● Task instructions
Pull out every line in the data below that contains the word "carved", and copy each one in full.

● Provided information

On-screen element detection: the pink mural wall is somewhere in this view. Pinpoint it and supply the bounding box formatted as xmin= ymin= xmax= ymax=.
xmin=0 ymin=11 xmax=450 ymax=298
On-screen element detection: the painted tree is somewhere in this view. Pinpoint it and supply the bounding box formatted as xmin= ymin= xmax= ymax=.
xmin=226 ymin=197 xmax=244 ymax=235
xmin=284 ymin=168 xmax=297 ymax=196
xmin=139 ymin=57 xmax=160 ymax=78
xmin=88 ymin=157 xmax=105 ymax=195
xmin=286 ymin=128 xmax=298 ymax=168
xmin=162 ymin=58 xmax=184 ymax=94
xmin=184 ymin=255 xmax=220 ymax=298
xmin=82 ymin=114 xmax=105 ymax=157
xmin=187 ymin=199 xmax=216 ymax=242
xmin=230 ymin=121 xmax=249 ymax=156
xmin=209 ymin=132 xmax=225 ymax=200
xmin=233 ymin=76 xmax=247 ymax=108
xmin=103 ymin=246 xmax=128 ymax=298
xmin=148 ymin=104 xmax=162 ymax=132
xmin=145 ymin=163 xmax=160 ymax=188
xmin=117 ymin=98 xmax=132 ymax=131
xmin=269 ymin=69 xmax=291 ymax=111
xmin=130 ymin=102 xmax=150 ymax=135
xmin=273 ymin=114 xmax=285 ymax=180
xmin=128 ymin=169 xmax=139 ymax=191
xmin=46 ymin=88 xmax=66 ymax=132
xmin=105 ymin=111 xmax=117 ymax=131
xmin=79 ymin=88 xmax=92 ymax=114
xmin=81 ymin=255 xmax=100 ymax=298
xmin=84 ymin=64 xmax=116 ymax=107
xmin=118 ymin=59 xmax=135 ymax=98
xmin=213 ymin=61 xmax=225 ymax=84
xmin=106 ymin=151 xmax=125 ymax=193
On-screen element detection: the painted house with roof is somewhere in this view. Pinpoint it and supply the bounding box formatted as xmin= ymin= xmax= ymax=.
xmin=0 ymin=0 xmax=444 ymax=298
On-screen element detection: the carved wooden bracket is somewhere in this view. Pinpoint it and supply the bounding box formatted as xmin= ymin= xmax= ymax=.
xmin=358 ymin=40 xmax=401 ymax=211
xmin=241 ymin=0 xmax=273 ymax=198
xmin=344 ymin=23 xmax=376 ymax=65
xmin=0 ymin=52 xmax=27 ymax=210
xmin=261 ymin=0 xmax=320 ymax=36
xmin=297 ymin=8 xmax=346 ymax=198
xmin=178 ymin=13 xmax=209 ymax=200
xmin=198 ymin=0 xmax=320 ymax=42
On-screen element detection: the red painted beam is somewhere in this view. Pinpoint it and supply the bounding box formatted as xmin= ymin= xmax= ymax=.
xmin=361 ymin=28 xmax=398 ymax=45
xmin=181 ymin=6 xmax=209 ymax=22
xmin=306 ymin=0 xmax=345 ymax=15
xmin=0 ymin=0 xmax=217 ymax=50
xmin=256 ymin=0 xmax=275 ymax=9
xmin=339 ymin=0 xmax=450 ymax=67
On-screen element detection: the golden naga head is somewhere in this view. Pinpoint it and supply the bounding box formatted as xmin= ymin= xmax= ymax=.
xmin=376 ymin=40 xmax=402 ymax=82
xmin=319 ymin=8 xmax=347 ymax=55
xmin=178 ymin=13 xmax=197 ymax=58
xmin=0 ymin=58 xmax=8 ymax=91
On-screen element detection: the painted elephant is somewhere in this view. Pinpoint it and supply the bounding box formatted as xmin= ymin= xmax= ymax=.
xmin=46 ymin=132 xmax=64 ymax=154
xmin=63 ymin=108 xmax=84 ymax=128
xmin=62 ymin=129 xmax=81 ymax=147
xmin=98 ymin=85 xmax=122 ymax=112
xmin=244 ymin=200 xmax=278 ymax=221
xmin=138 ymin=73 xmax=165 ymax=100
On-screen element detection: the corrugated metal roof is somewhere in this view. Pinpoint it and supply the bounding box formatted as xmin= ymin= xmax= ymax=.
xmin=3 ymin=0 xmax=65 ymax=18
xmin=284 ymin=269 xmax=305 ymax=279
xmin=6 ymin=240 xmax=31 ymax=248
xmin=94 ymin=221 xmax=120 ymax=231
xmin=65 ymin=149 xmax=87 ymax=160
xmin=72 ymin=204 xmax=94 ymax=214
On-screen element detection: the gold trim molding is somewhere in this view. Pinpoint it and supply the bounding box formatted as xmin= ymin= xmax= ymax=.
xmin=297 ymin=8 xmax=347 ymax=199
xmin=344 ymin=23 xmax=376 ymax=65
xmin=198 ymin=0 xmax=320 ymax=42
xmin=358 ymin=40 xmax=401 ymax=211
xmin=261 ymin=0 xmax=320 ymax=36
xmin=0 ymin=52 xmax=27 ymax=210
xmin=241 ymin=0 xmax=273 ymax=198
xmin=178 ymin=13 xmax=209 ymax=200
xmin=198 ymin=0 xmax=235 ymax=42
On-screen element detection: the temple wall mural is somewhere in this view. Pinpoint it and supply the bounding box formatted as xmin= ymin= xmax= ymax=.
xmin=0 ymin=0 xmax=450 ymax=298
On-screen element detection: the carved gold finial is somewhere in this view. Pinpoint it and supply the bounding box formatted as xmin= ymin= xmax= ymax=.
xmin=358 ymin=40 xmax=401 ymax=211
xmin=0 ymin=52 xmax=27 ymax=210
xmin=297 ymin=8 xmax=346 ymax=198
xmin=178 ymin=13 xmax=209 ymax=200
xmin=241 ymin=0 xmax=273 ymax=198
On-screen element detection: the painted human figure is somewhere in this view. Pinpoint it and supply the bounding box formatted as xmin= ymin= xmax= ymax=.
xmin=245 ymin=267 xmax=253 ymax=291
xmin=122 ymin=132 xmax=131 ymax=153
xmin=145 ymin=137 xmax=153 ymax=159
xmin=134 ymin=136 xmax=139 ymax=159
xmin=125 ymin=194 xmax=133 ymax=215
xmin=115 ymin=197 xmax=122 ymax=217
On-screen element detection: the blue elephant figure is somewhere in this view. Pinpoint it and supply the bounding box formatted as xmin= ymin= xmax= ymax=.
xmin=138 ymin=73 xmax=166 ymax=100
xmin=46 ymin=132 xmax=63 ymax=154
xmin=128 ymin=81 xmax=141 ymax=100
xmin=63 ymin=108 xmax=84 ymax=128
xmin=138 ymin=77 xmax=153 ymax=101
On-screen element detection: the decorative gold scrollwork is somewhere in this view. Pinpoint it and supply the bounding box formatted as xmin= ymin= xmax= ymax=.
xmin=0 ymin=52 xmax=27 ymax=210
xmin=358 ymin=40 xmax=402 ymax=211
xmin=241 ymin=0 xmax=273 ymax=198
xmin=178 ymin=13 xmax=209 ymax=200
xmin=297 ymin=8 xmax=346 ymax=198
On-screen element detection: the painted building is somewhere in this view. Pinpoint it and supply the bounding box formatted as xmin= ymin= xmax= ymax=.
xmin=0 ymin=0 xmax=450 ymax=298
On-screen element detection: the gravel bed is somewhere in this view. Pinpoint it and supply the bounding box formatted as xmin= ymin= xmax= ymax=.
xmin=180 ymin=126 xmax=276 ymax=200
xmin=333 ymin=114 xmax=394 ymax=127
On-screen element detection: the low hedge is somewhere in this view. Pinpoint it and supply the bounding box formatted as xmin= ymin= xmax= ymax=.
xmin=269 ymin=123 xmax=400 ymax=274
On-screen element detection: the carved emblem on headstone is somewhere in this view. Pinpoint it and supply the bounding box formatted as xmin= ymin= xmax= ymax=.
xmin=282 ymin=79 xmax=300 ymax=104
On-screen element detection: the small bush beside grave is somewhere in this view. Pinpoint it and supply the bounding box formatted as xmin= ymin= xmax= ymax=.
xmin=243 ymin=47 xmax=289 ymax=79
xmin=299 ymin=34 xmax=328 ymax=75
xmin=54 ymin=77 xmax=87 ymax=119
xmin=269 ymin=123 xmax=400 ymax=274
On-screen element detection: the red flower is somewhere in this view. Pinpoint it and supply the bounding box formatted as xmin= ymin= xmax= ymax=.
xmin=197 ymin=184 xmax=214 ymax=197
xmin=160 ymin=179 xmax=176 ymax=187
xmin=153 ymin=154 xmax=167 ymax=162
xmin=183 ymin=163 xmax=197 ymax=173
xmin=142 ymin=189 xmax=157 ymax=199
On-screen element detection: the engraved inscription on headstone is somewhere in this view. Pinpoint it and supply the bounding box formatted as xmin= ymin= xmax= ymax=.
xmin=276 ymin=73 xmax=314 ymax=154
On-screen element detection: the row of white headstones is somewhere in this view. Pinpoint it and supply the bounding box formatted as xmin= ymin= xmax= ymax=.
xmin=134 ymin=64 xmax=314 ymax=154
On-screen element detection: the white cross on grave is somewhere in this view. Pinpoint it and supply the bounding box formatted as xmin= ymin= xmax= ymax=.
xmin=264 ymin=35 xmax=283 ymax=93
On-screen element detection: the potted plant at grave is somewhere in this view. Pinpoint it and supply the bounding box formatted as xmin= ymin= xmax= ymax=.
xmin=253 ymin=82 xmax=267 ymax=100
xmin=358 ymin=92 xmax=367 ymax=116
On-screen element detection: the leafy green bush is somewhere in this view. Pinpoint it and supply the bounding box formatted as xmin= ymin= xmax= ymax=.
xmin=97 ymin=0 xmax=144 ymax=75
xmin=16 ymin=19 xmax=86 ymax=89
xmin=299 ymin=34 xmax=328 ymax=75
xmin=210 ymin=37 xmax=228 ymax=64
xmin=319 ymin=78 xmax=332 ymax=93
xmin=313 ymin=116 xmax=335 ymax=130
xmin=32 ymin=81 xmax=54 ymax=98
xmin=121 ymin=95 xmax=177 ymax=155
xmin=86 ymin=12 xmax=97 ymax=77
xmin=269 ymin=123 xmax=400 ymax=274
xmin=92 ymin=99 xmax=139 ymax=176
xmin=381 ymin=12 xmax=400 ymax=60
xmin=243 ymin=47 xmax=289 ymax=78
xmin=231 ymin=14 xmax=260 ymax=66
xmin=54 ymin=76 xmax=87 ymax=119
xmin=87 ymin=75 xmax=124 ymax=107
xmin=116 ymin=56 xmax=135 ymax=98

● Output for this task
On-screen element detection: the carved wooden bracket is somewhere in this view. Pinpoint it and supply the bounding box formatted as xmin= ymin= xmax= ymax=.
On-screen element detection: the carved gold finial is somewhere in this view. Pinpoint it and supply the bounding box formatted as xmin= ymin= xmax= ymax=.
On-screen element detection: the carved emblem on headstone is somewhere in this view. Pinpoint it and supply the bounding box formatted as xmin= ymin= xmax= ymax=.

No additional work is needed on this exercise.